Given instruction: Show every line of the listing below that contains the word "potted".

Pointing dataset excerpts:
──────────

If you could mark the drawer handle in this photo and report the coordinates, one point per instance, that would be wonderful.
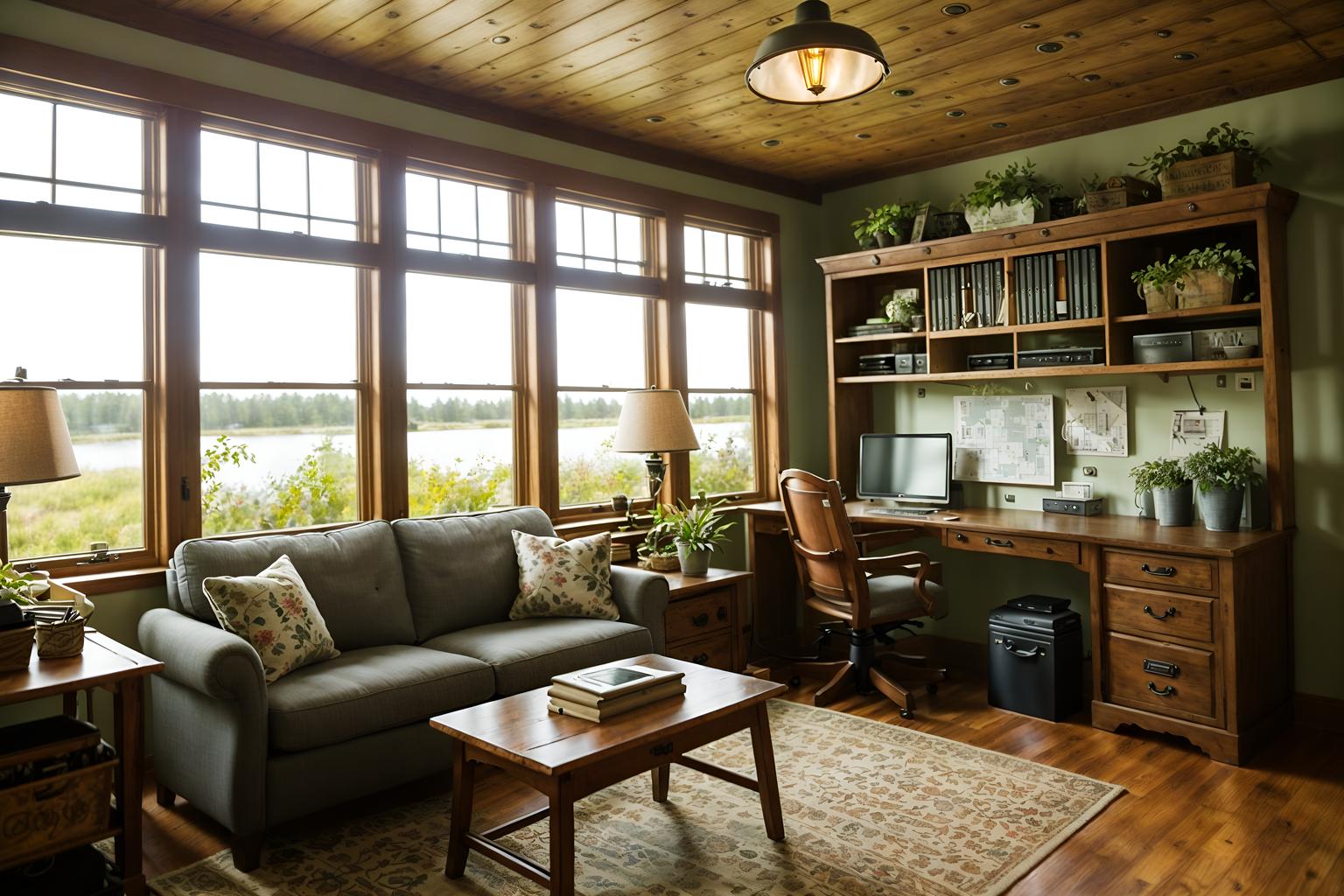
(1011, 647)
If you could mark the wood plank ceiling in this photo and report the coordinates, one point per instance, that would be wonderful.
(663, 80)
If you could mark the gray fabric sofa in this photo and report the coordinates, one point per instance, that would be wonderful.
(420, 612)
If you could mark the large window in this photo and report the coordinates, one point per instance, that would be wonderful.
(460, 401)
(280, 394)
(601, 354)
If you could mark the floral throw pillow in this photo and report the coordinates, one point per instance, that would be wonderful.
(275, 612)
(558, 578)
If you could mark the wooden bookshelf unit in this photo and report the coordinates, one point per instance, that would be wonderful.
(1249, 218)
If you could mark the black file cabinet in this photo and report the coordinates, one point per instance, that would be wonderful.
(1035, 657)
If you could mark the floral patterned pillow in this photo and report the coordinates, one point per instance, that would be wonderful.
(558, 578)
(275, 612)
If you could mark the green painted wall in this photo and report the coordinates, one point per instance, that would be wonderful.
(1303, 128)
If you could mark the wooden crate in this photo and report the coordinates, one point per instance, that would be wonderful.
(1206, 175)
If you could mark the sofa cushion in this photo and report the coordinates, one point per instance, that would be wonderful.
(371, 690)
(275, 612)
(526, 653)
(461, 570)
(354, 574)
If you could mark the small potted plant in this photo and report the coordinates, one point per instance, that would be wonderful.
(1222, 476)
(1013, 196)
(1222, 160)
(695, 531)
(1171, 488)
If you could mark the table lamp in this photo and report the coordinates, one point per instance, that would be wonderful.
(652, 422)
(34, 444)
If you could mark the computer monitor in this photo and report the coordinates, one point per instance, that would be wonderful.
(906, 466)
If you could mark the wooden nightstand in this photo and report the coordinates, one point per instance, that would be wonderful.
(704, 618)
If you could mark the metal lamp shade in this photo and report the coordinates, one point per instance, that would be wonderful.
(34, 438)
(654, 421)
(851, 60)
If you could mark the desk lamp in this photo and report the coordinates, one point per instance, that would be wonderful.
(34, 444)
(654, 422)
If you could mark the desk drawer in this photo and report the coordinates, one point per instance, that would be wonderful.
(1161, 677)
(1160, 612)
(1161, 571)
(701, 615)
(1015, 546)
(715, 652)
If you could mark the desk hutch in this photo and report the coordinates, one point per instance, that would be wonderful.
(1214, 606)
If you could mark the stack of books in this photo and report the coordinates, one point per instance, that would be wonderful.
(597, 695)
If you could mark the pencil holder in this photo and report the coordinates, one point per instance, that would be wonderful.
(60, 639)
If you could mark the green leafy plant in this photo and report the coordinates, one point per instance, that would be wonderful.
(883, 220)
(1219, 140)
(1013, 185)
(1215, 466)
(1228, 263)
(1163, 473)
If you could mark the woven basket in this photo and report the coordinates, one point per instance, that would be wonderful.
(60, 639)
(15, 648)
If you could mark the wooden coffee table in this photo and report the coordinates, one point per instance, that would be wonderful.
(567, 758)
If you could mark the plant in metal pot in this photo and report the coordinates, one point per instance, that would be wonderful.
(1171, 488)
(696, 529)
(1222, 476)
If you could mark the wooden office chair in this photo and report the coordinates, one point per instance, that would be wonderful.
(860, 592)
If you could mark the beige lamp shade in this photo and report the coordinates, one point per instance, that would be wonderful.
(654, 421)
(34, 438)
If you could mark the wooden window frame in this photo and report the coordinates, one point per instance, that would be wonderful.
(179, 236)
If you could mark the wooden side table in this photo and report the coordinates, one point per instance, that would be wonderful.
(122, 670)
(704, 618)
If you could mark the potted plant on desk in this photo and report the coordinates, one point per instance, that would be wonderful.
(1171, 488)
(1222, 476)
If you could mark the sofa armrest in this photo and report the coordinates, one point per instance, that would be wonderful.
(641, 597)
(202, 657)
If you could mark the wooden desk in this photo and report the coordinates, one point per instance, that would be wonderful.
(122, 670)
(1214, 605)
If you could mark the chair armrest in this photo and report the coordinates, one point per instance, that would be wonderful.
(202, 657)
(642, 598)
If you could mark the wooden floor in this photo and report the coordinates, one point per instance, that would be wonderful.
(1187, 825)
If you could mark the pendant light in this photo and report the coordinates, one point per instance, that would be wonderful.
(816, 60)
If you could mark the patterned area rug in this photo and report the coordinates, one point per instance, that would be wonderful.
(869, 808)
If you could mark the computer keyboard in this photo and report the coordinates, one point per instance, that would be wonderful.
(900, 512)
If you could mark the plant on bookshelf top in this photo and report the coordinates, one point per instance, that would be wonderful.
(886, 225)
(1007, 198)
(1199, 278)
(1223, 158)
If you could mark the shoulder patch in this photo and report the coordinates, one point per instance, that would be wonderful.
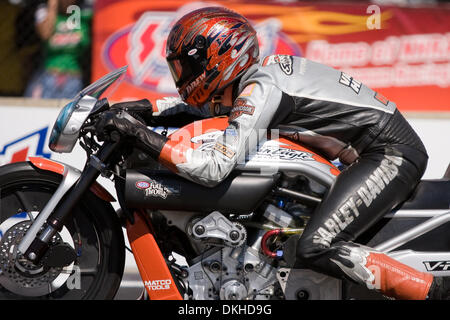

──────────

Exercise result:
If you could mark the small potted plant in this photo and report the coordinates, one point per instance, that would be wonderful.
If you could mark the potted plant on desk in this photo and report the coordinates, one point per instance, that would be wonderful.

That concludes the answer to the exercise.